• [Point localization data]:
^^^^^^^^

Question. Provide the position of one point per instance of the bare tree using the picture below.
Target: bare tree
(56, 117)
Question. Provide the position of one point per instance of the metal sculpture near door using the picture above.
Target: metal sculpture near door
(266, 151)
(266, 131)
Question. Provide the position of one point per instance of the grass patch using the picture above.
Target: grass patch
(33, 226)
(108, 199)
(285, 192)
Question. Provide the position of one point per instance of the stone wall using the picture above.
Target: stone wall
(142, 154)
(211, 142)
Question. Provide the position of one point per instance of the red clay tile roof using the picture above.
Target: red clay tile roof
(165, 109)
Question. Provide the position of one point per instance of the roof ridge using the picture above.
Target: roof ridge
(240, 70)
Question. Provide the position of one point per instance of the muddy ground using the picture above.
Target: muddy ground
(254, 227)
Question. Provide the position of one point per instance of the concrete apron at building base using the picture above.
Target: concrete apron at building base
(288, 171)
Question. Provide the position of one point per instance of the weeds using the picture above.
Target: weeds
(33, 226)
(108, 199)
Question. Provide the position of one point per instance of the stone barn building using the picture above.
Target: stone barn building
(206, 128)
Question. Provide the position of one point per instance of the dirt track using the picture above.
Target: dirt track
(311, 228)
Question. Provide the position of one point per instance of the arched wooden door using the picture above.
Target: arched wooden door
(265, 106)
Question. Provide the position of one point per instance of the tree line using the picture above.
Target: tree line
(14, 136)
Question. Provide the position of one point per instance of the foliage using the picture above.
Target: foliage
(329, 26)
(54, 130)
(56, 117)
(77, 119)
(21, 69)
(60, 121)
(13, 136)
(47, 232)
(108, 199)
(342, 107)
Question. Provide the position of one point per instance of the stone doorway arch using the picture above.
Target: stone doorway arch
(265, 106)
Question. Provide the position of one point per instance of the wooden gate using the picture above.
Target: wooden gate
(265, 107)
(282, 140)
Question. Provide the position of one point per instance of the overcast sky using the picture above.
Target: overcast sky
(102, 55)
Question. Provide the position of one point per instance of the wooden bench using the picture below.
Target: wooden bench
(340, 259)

^^^^^^^^

• [What the exercise asks]:
For this exercise, write out all of the data exactly.

• [Your solution]:
Question. Provide the position of one point per instance of the bare tree using the picture below.
Target: bare tree
(56, 117)
Question. Provide the position of one point per instance of the metal sculpture near door using the picture above.
Target: metal sculpture near door
(266, 151)
(266, 131)
Question. Provide the position of one point per instance of the grass patch using the picture above.
Target: grass patch
(33, 226)
(108, 199)
(285, 192)
Question. Provide the position of one point per instance of the stone wall using the picture above.
Target: stone wall
(142, 154)
(211, 142)
Question. Provide the position of one point per instance of the red clay tile roof using the picture above.
Target: red clay tile roof
(165, 109)
Question. Provide the position of one point per instance of the roof ridge using the picture above.
Target: roof ridge
(240, 70)
Question. Provide the position of one point per instance of the muddy ground using the picture above.
Target: muddy ground
(254, 227)
Question. Provide the position of one point per instance of the concrete apron at building base using the picture above.
Target: concrete apron at building base
(288, 171)
Question. Provide the position of one point per instance of the weeds using the picture above.
Target: weeds
(33, 226)
(108, 199)
Question. Provide the position of one point per instance of the stone barn building using the picture above.
Target: stone barn building
(206, 128)
Question. Provide the position of one point per instance of the dirt track using the picture above.
Target: dirt track
(311, 228)
Question. Provide the position of one point per instance of the arched wooden door using the picture above.
Target: arched wooden door
(265, 106)
Question. Provide the position of one point per instance of the tree line using the picture above.
Target: tree line
(14, 136)
Question. Provide the position of one point per instance of the foliage using the picture above.
Target: foliage
(329, 26)
(54, 130)
(56, 117)
(77, 119)
(21, 69)
(60, 121)
(13, 136)
(47, 232)
(108, 199)
(342, 107)
Question. Provide the position of one point per instance of the stone doorway arch using the picture above.
Target: stone doorway arch
(265, 106)
Question. Provide the position of one point per instance of the wooden gate using the picture above.
Target: wooden gate
(265, 107)
(282, 140)
Question. Provide the position of one point per instance of the overcast sky using the picture above.
Target: overcast sky
(102, 55)
Question. Provide the position of one point per instance of the wooden bench using the picture below.
Target: wooden bench
(340, 259)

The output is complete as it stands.